Task item — Return all of the lines below exactly as they are.

Data records —
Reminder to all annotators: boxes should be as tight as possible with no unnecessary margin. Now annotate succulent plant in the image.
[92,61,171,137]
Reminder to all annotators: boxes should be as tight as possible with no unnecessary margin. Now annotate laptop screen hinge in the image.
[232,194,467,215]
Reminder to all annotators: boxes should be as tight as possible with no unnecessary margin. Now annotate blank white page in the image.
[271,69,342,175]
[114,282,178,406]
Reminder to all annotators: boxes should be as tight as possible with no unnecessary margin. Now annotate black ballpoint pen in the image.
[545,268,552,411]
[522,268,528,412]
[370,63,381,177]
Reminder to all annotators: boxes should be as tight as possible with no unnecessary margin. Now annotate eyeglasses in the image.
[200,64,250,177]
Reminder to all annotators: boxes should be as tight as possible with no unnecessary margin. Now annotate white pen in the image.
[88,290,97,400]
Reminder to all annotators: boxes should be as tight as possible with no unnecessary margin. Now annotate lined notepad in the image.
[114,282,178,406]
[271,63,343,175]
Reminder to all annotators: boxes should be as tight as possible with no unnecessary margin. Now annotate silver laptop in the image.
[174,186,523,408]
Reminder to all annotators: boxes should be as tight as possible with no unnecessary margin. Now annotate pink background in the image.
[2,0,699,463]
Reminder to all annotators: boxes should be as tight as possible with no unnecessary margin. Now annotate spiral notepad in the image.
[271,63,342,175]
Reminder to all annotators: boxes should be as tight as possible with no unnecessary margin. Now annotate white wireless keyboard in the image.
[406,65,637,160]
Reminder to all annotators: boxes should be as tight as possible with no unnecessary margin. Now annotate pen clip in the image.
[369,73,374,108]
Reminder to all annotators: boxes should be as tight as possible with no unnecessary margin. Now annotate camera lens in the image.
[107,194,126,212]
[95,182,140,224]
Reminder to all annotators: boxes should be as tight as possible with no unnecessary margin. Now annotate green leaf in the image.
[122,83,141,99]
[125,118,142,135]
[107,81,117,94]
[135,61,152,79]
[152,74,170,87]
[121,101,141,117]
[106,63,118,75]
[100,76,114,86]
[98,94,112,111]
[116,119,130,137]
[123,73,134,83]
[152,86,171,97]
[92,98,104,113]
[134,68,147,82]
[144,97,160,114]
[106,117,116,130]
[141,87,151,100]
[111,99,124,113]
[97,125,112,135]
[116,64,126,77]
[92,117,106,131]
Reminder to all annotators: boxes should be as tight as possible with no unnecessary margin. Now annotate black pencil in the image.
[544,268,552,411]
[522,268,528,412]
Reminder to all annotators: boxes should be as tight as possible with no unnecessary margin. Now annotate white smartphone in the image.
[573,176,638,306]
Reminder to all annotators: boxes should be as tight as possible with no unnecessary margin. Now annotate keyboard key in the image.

Finished task —
Reminder to all annotators: boxes should be as tight as possible with no unnecessary margin. Now annotate succulent plant in the image.
[92,61,171,137]
Reminder to all annotators: boxes should be as tight as possible with no unnecessary margin. Now annotate laptop screen hinge in the image.
[232,194,467,215]
Reminder to all annotators: boxes should be as tight as possible with no unnecessary margin. Now annotate blank white page in the image.
[271,69,342,175]
[114,282,178,406]
Reminder to all annotators: boxes should be as tight as possible with no unnecessary margin. Now annotate black ballpoint pen in the image.
[545,268,552,411]
[522,268,528,412]
[370,63,381,177]
Reminder to all annotators: boxes should be as tight as possible with no unnecessary margin. Now annotate eyeglasses in the image.
[200,64,250,177]
Reminder to all annotators: boxes should be as tight as possible with no unnecessary margin. Now annotate white pen in the image.
[88,290,97,400]
Reminder to all annotators: boxes should be as tight as possible with no unnecessary margin. Now annotate lined notepad in the image.
[114,282,178,406]
[271,63,343,175]
Reminder to all annotators: boxes should be as tight as possible with no unnecessary margin. Now annotate silver laptop in the image.
[174,186,523,408]
Reminder to all annotators: boxes should be as tight as possible with no unnecessary margin. Now annotate pink background in the image.
[2,0,699,463]
Reminder to all annotators: boxes should be as tight as possible with no unnecessary margin. Now annotate spiral notepad in the image.
[271,63,342,175]
Reminder to all annotators: boxes should be as tight as possible with no unnecessary margin. Now annotate white wireless keyboard in the image.
[406,65,637,160]
Reminder to all annotators: boxes should be as tight as possible with no unnecessary margin. Now annotate pen clip in the image.
[369,73,374,108]
Reminder to all annotators: boxes should be as tight as possible with no unnecessary margin. Now annotate camera lens in the image.
[107,194,126,212]
[95,182,140,224]
Reminder to all annotators: boxes should be as tight as possible with no unnecessary margin. Now annotate green leaf in the image.
[122,83,141,99]
[125,118,142,135]
[107,81,117,94]
[135,61,152,79]
[152,74,170,87]
[121,101,141,117]
[106,63,118,75]
[100,76,114,86]
[98,94,112,111]
[116,119,130,137]
[123,73,134,83]
[152,86,171,97]
[92,98,104,113]
[134,68,147,82]
[144,97,160,114]
[106,117,116,130]
[141,87,151,100]
[111,99,124,113]
[97,125,112,135]
[116,64,126,77]
[92,117,106,131]
Reminder to all annotators: boxes should be as tight as possible with no unnecessary margin. Now annotate black pencil in the image.
[544,268,552,411]
[522,268,528,412]
Reminder to all annotators: boxes should be as tight as possible with no unnecessary margin. Now annotate white smartphone in the image.
[573,176,638,306]
Reminder to all annotators: boxes should be as tight as possible with no unnecessary margin. Now annotate keyboard key in the image.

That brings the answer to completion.